WRITTEN TASK — Select every line below that contains the word "rice" and copy those lines out unchanged.

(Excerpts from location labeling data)
★ ★ ★ ★ ★
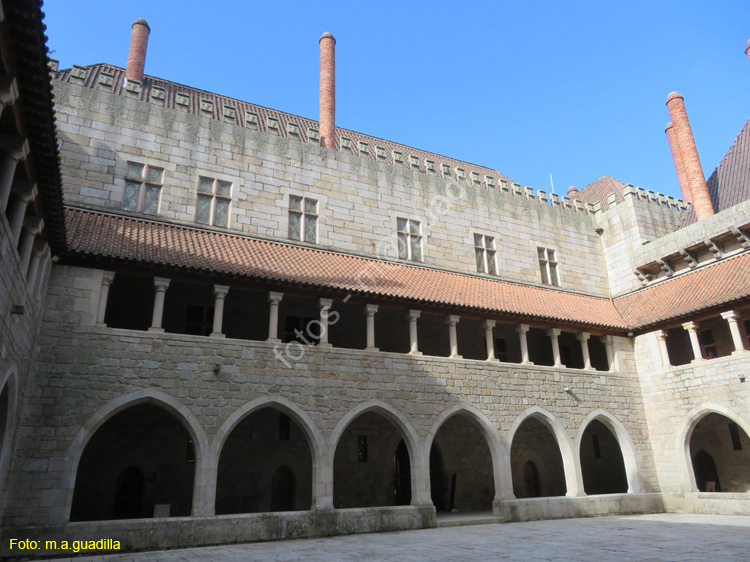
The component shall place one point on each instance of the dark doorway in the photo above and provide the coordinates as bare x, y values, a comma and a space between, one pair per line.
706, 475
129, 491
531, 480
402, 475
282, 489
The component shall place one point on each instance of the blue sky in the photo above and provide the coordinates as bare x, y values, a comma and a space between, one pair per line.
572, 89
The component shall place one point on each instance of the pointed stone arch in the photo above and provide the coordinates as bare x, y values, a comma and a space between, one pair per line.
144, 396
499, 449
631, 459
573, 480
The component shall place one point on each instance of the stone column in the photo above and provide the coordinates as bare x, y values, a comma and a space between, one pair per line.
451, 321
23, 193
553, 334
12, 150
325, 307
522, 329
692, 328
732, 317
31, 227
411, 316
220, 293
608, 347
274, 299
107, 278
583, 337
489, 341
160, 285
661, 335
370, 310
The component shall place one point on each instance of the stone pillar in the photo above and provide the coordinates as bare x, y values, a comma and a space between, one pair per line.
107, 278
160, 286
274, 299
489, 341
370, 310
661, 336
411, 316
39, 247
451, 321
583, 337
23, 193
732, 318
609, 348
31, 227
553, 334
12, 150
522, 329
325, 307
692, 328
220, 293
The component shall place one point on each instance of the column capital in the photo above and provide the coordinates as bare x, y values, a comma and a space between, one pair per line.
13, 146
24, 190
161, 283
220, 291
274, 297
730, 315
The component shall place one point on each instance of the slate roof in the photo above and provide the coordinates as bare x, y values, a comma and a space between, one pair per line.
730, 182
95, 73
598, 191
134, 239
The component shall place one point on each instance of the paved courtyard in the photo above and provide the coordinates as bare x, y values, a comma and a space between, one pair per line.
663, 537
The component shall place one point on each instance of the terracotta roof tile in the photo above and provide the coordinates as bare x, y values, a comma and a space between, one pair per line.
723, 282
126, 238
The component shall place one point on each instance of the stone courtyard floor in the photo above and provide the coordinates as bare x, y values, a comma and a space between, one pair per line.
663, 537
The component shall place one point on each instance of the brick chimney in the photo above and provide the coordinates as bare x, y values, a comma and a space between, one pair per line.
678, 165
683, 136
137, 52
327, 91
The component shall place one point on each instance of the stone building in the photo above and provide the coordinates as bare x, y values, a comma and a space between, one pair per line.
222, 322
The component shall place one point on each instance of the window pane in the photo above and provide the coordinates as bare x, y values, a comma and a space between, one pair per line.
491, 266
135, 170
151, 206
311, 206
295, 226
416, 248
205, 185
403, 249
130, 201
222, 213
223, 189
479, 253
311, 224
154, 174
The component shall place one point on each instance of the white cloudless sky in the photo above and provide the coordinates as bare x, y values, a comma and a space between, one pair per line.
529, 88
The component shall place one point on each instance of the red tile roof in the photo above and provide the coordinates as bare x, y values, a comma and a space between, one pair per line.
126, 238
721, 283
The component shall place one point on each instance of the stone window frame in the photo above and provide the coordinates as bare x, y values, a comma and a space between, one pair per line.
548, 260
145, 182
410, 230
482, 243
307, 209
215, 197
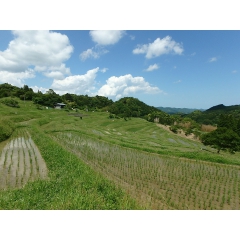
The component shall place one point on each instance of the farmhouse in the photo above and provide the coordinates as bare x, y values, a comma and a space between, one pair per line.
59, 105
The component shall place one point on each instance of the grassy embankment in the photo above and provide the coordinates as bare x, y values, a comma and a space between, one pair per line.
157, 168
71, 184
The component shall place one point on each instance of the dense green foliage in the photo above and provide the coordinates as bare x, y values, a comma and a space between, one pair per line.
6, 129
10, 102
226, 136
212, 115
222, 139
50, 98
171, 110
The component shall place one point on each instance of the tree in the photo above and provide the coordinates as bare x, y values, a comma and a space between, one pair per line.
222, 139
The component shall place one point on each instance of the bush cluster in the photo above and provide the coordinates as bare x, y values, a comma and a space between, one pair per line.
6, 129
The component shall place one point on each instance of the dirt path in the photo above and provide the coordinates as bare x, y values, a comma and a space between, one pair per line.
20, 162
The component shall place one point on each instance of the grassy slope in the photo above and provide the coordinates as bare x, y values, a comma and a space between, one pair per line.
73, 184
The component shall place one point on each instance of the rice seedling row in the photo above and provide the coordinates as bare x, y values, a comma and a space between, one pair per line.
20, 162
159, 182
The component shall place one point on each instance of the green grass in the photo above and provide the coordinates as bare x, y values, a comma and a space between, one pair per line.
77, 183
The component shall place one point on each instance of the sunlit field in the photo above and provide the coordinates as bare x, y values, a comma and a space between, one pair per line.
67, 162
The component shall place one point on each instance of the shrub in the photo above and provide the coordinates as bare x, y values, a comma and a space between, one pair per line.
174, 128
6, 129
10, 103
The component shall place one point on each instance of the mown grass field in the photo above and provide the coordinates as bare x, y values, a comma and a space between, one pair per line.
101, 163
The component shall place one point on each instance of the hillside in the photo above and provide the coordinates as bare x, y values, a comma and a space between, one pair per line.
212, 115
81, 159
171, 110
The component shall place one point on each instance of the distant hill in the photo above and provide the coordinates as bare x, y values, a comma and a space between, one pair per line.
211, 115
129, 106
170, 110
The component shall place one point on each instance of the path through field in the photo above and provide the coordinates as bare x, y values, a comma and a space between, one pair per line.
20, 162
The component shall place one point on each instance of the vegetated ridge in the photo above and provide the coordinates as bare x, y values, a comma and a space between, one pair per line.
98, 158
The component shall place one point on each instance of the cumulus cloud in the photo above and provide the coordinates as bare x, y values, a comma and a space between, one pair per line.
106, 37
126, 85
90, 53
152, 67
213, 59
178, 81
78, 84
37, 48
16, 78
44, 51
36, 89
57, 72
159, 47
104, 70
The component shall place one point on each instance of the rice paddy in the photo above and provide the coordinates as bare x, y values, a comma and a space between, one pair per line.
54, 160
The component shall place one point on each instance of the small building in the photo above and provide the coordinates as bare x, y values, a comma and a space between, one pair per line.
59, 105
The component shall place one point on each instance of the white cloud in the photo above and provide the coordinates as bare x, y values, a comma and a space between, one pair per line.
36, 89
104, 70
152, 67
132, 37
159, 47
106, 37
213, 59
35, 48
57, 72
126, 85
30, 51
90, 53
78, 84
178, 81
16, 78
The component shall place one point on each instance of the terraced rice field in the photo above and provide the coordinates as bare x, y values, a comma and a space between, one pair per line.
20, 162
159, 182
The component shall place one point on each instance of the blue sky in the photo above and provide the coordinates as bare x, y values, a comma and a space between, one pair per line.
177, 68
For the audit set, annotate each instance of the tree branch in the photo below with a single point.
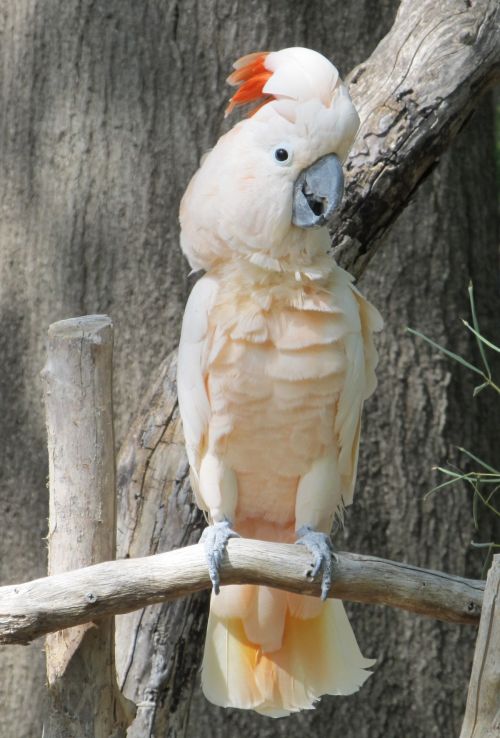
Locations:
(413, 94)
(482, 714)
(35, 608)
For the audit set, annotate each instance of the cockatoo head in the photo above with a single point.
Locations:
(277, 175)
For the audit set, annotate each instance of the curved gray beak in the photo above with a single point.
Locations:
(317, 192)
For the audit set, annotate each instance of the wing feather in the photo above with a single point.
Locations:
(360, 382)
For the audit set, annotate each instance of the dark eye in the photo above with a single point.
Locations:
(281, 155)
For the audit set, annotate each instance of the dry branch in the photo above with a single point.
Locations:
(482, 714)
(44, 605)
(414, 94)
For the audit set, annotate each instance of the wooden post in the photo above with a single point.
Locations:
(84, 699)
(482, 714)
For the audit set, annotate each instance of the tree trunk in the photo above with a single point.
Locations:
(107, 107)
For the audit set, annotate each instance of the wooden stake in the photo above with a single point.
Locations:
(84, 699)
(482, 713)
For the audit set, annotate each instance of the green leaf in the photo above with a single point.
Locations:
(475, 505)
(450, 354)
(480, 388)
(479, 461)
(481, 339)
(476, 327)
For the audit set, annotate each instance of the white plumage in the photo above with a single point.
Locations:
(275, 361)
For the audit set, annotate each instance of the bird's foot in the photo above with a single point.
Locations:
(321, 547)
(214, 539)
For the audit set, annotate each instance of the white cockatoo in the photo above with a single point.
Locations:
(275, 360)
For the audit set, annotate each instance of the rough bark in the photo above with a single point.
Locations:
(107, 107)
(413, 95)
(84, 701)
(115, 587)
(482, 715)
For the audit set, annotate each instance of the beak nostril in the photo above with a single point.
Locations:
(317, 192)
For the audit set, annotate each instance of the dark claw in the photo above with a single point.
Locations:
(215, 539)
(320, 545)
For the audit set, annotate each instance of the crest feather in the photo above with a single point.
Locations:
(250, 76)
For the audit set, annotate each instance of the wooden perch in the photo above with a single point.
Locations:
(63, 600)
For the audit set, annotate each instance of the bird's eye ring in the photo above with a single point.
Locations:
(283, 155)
★ ★ ★ ★ ★
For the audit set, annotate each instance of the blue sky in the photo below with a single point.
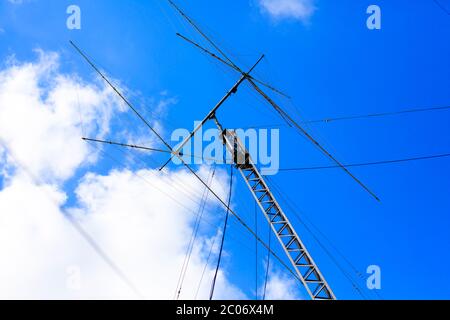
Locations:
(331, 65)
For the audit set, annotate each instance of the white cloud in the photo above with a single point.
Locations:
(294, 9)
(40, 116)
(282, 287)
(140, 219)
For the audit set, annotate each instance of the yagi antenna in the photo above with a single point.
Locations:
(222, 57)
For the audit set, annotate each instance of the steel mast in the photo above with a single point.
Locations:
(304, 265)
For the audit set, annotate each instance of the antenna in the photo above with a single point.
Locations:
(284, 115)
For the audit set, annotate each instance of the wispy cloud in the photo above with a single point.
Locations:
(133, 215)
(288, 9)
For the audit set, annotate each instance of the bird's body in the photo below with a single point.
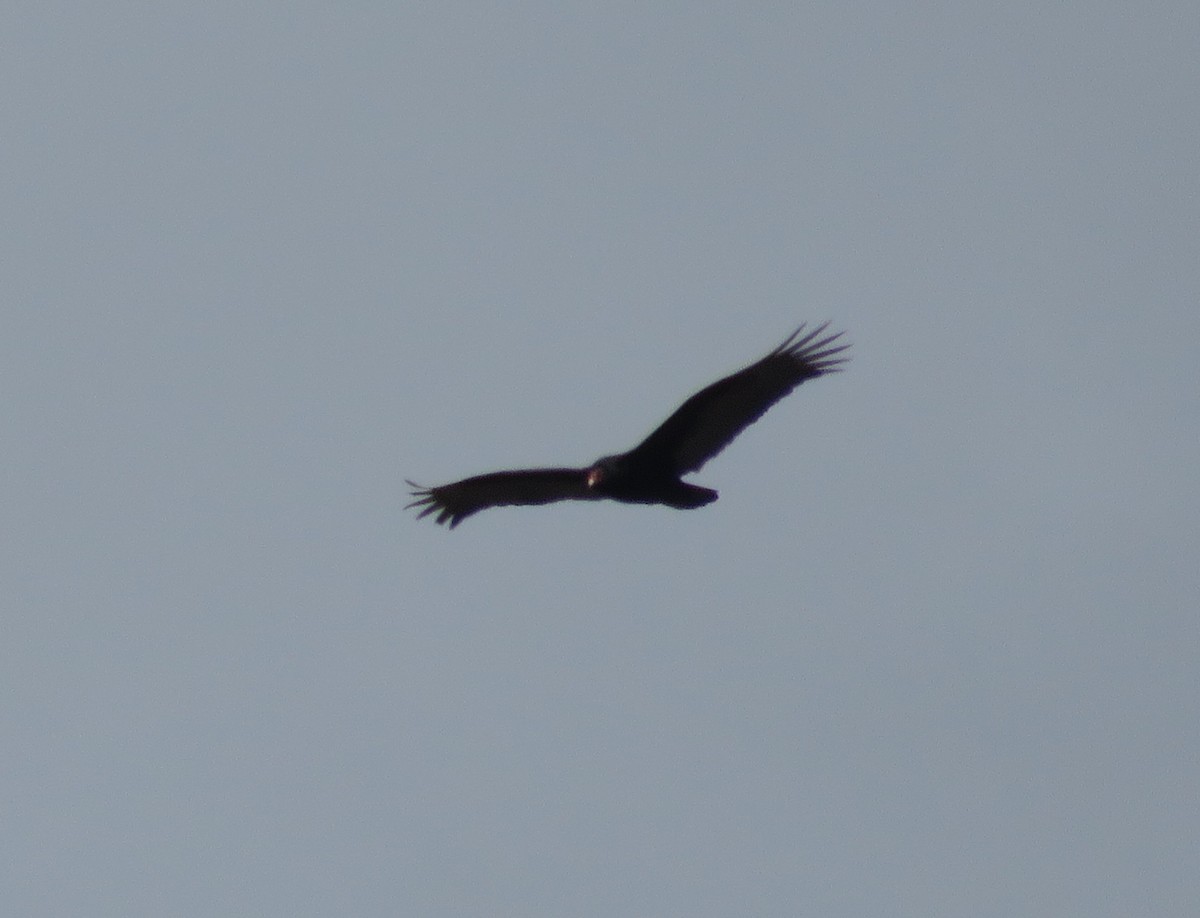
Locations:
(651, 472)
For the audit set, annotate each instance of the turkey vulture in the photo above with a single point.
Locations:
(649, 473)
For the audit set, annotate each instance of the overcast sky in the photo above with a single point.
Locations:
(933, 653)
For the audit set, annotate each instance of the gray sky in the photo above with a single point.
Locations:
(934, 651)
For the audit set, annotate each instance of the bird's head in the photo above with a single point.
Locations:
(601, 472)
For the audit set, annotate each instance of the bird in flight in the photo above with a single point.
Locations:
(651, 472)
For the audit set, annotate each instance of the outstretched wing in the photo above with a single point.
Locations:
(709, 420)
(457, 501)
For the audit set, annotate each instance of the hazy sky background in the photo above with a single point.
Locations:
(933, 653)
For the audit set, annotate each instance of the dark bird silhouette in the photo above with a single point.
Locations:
★ ★ ★ ★ ★
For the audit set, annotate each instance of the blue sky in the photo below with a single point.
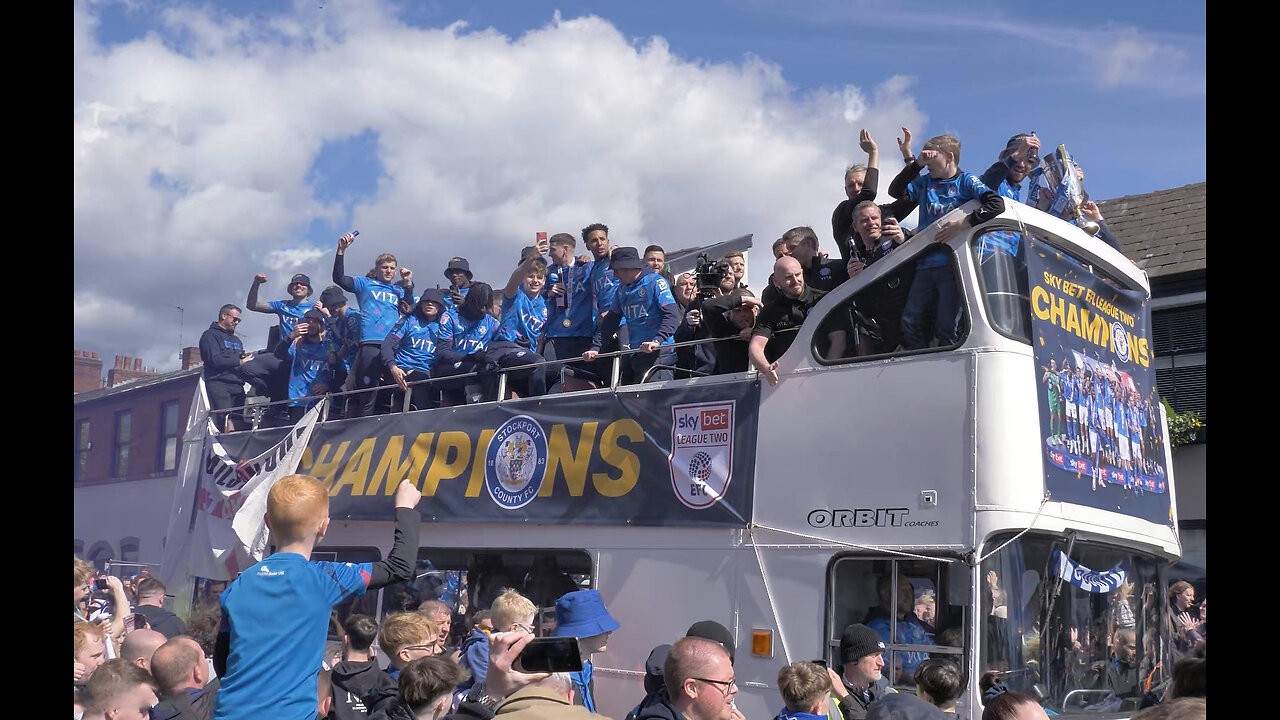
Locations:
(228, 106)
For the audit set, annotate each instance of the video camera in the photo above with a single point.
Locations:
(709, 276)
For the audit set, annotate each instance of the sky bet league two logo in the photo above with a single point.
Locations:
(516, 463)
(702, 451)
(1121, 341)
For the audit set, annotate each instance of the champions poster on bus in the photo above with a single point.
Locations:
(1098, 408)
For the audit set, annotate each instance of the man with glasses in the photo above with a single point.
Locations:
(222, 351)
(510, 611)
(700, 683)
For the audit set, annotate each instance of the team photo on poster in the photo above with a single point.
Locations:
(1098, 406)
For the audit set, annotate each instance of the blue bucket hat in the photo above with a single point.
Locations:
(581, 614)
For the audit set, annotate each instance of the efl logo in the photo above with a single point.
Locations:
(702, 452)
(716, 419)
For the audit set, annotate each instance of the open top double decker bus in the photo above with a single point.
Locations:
★ ★ ★ ★ ★
REPLY TO THE TASK —
The component shall place one point on each instance of the rice seedling row in the photo above and provide the coordinates as bare x, y values, a comma and a space between, one pair per line.
The component shall place one point on each instance of the rice paddy in the photo above and provide the coordinates as bare x, y values, a comma and a space between, one pair per line.
The component shall place one point on each instance of the terraced rice field in the photo above and provide the coordinates as bare x, y values, a comma and a space between, one pair per line.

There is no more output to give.